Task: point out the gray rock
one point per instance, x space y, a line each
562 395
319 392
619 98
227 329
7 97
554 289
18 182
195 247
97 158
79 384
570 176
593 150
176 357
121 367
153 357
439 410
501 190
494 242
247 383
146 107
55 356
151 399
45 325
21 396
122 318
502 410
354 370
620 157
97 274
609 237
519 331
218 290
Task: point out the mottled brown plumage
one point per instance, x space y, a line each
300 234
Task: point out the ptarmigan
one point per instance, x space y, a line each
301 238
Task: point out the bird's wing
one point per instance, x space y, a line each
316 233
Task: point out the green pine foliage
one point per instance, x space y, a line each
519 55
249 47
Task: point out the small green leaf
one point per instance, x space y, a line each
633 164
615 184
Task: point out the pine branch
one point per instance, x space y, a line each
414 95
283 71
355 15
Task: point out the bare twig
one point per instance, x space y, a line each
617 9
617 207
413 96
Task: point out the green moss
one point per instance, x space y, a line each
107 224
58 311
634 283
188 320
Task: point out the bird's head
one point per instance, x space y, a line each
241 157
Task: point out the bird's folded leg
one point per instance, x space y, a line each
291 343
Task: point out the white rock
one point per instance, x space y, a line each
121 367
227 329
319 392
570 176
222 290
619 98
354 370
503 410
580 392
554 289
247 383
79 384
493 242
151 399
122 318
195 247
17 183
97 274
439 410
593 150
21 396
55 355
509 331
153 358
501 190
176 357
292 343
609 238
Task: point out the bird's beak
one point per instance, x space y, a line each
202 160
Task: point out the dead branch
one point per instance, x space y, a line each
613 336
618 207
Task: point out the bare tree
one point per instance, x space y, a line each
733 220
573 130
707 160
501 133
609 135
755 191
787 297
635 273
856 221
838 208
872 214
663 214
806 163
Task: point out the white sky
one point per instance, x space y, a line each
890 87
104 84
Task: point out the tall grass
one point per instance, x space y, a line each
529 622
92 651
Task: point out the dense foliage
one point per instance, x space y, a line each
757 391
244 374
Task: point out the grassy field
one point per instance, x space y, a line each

----------

• **Given task**: Copy out verbatim every line above from the line containing "Task: point out the white sky" through the final line, both ends included.

• **Correct answer**:
Task: point out the white sky
one point per instance, x space y, a line each
890 87
104 84
Task: point out the tall grass
one point per instance, x space y, a line each
529 622
92 651
Task: point out the dense foliage
one point per instance, x space y, a line each
757 391
244 374
Task: point out the grassy field
one point per instance, x space y, a line each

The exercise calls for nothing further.